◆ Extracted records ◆
━━━━━━

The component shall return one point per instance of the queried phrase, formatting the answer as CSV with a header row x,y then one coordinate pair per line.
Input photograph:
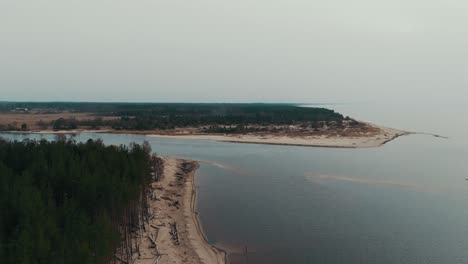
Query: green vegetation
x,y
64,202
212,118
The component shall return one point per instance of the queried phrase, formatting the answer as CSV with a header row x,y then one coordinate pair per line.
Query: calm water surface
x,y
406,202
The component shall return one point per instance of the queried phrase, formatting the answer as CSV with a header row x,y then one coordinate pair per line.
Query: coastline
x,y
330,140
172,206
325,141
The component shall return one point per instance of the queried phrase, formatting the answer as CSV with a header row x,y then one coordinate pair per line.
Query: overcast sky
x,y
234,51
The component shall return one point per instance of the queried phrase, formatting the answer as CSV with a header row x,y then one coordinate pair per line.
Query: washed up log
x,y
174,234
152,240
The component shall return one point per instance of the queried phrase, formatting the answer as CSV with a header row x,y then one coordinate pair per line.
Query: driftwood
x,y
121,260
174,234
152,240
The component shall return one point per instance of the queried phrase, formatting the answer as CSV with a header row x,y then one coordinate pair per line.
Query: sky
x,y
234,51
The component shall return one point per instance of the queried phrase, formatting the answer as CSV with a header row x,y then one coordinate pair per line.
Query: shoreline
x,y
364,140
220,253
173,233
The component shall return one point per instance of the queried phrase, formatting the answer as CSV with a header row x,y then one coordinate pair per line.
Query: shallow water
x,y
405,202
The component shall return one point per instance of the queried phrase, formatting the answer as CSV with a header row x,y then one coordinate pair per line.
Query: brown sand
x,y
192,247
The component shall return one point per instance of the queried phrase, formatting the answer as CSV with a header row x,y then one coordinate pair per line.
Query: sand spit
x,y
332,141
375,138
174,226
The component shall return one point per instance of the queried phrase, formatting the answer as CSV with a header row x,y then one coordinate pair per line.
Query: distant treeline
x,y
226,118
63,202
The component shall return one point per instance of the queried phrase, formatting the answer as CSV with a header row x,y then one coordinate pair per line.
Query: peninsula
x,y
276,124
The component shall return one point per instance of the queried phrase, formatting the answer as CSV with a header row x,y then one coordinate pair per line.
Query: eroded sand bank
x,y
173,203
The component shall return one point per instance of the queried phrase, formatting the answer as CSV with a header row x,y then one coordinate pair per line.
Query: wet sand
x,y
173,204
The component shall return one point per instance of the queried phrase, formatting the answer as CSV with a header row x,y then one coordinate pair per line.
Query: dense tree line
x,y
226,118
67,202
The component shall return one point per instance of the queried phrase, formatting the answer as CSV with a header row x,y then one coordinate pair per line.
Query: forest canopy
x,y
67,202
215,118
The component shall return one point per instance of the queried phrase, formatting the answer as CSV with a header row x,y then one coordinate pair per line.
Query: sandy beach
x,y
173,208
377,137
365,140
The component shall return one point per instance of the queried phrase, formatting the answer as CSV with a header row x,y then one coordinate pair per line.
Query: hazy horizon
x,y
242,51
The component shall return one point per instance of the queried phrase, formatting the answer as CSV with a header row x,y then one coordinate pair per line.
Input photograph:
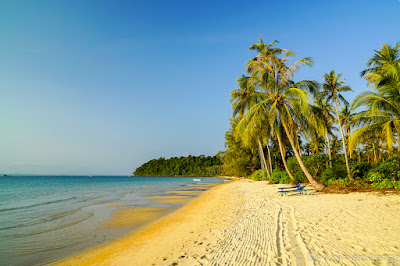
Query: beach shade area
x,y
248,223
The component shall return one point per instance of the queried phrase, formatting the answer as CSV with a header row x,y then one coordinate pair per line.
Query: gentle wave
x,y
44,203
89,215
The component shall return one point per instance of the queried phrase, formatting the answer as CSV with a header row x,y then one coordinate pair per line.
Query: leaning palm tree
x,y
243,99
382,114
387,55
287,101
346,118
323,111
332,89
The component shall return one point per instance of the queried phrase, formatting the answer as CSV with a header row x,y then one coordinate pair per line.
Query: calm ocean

━━━━━━

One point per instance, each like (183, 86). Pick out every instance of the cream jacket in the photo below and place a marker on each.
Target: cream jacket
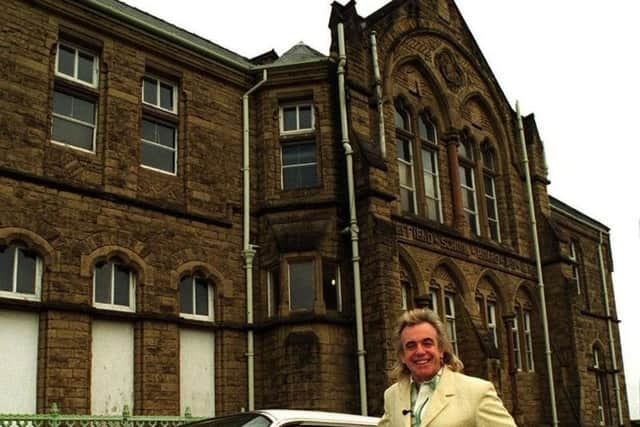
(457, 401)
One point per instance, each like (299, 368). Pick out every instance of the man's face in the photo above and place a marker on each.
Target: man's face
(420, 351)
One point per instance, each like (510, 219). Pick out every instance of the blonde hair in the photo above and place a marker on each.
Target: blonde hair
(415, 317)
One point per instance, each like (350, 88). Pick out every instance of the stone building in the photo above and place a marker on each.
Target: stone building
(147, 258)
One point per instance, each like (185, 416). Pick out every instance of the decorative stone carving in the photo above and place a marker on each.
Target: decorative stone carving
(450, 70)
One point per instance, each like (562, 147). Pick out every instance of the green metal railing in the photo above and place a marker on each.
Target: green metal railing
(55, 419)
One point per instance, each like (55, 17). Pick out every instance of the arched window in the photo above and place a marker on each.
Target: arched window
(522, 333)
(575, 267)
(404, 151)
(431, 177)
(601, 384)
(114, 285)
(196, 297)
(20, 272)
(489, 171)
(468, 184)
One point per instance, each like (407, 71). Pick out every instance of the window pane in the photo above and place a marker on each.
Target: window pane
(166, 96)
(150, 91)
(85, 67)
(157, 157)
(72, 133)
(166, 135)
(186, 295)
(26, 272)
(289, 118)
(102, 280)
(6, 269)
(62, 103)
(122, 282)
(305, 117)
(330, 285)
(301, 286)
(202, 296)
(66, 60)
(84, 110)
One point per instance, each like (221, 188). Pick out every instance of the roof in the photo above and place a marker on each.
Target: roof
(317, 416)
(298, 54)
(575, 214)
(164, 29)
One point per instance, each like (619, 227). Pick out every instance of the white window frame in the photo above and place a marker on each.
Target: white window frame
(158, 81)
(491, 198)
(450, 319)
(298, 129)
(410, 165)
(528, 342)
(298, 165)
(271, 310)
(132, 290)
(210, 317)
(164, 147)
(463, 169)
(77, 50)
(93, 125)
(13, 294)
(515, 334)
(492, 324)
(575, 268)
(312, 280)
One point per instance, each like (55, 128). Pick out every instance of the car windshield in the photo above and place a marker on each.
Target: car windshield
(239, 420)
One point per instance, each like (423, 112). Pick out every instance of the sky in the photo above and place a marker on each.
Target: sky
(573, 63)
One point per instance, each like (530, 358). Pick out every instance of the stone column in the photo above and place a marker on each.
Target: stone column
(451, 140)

━━━━━━

◆ Stated goal ◆
Which lines in the items above contain the word "railing"? Extract each one and copy it out in full.

◆ Written solution ◆
One point per instance, each like (562, 147). Pick out every instance of the green metal railing in the photo above and place a marker on each.
Target: green metal railing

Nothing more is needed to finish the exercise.